Rewrite everything in the material from the line containing "the entrance stairway" down to the line containing "[0,0,359,178]", both of those lines included, with every line kept in full. Shift each bounding box coordinate in that span by adding -26.

________________________

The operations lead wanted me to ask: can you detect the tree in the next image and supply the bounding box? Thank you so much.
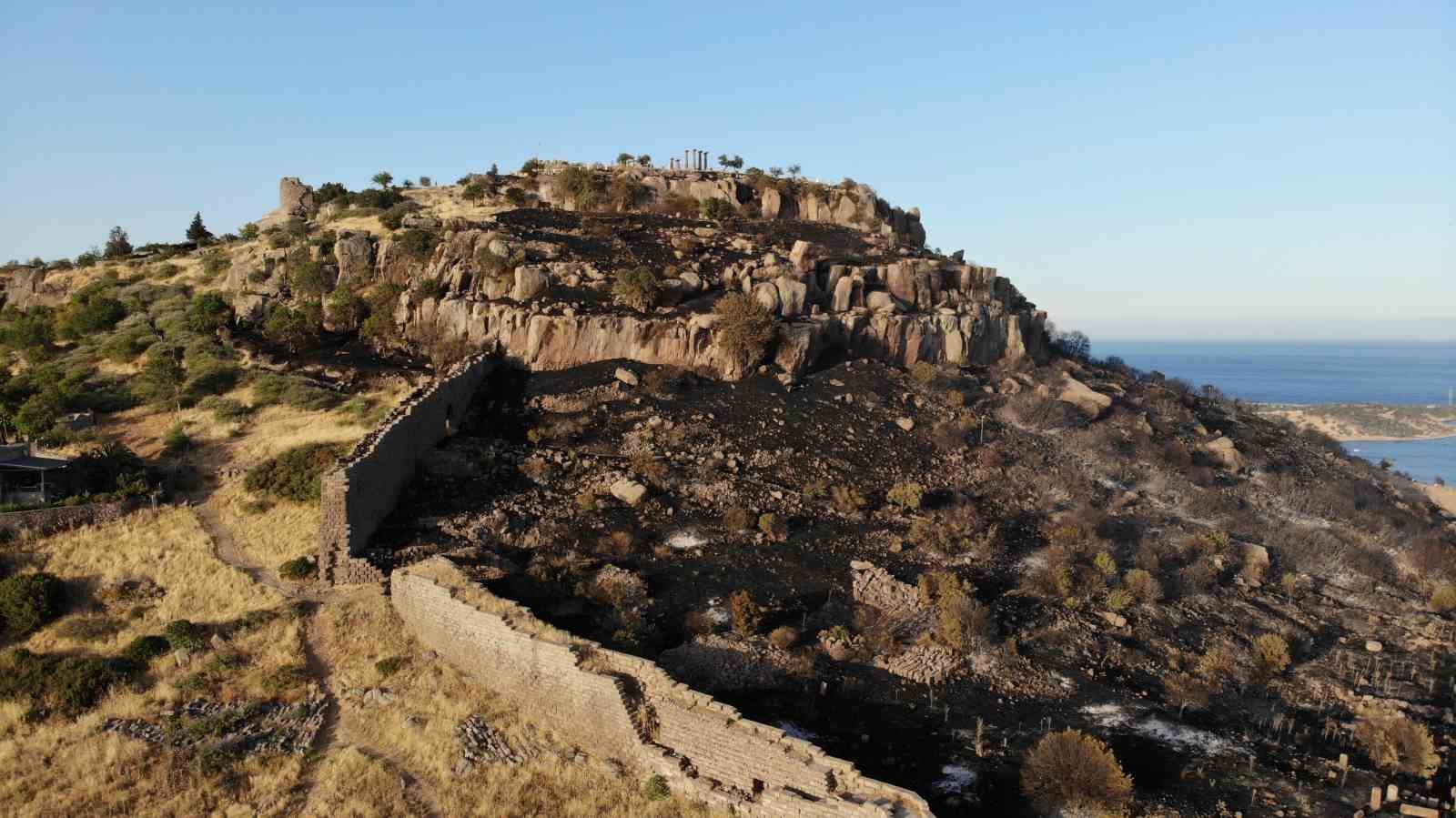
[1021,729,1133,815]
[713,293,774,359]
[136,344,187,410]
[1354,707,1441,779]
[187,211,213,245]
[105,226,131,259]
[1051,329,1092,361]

________________________

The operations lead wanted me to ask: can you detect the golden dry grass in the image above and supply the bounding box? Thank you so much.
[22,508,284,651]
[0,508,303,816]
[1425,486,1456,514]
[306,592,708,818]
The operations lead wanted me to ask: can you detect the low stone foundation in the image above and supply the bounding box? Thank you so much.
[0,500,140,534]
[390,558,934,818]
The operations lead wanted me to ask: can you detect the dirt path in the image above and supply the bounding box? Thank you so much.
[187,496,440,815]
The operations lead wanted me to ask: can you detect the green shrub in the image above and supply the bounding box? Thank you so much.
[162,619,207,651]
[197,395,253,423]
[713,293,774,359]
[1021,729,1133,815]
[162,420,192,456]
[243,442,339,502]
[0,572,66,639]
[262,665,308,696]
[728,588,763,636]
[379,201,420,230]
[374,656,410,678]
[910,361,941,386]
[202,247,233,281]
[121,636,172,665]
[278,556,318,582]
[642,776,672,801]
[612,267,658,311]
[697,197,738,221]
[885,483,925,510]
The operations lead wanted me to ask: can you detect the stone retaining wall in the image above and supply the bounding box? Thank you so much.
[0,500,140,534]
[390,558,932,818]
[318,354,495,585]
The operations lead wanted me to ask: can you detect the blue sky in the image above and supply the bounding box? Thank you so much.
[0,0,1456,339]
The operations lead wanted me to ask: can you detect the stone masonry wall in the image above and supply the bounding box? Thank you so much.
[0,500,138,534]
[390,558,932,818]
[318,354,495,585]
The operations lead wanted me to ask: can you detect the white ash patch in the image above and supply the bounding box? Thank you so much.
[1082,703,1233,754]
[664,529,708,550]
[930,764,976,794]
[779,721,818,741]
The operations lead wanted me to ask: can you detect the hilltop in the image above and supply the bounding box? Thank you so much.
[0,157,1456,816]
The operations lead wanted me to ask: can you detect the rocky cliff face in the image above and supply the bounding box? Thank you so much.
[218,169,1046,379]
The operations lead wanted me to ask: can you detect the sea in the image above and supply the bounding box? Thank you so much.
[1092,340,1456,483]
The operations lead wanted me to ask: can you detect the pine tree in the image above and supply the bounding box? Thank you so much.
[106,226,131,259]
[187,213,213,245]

________________________

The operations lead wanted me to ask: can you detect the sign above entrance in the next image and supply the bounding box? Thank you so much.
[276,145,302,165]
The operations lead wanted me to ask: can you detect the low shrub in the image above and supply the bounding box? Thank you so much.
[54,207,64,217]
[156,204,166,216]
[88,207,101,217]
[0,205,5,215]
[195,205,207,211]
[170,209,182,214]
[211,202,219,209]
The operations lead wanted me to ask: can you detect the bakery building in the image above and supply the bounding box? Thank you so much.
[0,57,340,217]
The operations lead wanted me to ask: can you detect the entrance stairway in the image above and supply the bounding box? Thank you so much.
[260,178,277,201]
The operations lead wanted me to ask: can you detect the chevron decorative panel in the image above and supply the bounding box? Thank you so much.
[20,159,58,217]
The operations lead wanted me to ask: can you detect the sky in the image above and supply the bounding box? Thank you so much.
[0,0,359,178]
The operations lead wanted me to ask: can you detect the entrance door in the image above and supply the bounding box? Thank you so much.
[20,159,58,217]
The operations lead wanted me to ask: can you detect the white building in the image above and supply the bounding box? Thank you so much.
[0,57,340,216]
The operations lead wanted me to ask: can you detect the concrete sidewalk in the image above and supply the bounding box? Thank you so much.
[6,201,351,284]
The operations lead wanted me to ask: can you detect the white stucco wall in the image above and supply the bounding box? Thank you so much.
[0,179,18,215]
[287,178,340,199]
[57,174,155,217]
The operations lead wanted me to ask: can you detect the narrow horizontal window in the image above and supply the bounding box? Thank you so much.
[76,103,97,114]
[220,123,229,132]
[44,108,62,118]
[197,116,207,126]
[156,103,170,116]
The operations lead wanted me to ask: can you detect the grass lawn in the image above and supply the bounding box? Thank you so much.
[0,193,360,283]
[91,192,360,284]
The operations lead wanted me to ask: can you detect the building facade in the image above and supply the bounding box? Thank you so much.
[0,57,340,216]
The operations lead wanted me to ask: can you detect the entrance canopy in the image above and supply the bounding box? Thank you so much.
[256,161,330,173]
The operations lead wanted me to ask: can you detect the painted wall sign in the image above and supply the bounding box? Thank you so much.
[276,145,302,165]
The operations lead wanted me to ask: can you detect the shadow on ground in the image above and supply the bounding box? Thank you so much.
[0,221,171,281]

________________________

• _Result of this exercise_:
The operations lead wanted me to ask: can you detect the entrance stairway in the image above and supply the bounding box? Thank you so much.
[234,152,251,175]
The operations lead wanted me to ask: can you detect the chevron decorative panel in the image above and supply the bounding box? Thank you so much.
[-6,133,32,191]
The operations lead wanted me to ask: can you detect the sky in the image above and supply the bounding box? Thank you so much.
[-26,-26,333,152]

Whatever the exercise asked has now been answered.